• Recorded data:
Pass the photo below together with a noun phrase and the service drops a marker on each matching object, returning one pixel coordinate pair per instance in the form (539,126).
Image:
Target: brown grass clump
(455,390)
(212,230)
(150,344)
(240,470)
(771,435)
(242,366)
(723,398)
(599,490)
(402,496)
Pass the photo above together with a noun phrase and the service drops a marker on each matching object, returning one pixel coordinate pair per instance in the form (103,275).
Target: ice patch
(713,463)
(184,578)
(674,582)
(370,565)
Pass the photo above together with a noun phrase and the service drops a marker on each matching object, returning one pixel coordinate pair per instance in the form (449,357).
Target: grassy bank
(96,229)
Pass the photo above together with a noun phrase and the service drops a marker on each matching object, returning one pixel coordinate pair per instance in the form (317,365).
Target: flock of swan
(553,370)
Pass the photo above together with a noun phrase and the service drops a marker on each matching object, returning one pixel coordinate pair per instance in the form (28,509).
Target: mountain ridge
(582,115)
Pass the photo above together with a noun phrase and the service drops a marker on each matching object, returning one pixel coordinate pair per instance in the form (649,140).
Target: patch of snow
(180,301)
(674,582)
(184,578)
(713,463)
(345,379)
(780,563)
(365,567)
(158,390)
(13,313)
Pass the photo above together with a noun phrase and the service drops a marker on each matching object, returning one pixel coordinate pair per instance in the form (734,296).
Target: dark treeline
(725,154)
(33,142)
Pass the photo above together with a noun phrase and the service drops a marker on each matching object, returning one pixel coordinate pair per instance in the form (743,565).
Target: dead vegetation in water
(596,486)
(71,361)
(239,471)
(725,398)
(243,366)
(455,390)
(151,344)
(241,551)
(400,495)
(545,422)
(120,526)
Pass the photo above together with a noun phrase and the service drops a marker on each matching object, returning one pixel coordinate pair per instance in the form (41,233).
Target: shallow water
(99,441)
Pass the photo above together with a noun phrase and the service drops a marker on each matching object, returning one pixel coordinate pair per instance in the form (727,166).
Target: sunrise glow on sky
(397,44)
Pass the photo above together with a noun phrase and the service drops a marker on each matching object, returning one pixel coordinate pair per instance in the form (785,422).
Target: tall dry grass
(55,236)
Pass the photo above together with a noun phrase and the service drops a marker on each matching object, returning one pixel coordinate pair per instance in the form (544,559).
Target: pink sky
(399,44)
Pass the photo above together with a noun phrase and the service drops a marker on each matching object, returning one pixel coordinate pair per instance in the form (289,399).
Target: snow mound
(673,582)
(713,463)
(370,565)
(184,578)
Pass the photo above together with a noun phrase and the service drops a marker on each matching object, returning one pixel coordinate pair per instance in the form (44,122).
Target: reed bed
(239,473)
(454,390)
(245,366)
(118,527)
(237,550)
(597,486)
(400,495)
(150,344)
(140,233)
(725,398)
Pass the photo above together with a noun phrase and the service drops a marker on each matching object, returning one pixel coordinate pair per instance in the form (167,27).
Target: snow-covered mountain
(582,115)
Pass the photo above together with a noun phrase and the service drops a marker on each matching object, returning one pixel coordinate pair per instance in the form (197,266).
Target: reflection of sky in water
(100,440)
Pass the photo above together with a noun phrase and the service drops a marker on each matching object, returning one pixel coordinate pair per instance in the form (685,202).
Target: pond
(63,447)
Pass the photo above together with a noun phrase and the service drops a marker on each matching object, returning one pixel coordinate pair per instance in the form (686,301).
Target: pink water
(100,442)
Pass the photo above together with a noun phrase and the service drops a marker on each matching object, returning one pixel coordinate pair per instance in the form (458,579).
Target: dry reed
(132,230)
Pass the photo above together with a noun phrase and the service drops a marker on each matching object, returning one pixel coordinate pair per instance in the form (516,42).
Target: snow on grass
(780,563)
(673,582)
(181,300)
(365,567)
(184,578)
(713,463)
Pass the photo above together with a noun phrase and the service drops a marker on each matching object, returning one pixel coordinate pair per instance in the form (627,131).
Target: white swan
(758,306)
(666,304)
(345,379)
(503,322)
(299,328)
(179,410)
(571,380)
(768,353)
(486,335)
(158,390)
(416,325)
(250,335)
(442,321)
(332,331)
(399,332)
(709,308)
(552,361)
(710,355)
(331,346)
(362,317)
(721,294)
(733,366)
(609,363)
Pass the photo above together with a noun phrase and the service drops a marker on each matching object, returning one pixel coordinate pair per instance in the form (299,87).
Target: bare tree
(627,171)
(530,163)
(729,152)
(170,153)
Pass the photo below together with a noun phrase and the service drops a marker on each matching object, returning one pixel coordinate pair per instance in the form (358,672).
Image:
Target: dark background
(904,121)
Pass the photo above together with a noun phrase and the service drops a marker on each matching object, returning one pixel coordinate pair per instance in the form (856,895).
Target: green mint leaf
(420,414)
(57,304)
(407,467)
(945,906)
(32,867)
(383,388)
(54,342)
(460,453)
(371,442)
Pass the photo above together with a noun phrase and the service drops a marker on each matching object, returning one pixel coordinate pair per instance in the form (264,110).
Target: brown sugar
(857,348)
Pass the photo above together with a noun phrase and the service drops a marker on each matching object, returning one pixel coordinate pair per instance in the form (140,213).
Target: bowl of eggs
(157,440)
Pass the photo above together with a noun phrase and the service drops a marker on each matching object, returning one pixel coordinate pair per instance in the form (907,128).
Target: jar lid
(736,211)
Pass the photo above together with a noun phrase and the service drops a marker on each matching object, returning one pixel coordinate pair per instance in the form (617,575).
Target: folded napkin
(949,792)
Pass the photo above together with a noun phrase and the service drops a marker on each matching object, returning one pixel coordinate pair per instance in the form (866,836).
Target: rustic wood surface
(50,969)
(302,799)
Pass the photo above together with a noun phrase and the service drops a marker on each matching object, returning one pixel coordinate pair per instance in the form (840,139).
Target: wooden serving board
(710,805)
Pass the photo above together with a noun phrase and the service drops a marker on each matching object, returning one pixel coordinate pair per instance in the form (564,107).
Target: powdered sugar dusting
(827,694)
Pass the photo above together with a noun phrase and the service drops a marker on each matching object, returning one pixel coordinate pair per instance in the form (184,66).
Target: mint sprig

• Exercise instructions: Working from the material above, retype exactly the lines from the one with "the form (516,42)." through the one with "the form (627,131).", both included, and only those lines.

• Your solution:
Pass the photo above together with a noun phrase and the service drops a marker on each matching object, returning one pixel coordinate pair per instance in the form (516,42).
Target: snow on grass
(780,563)
(673,582)
(181,300)
(365,567)
(184,578)
(713,463)
Pass the photo above together with a noun phrase and the service drops a marker on each matching object, returning one pixel coordinate pair per instance in the form (627,131).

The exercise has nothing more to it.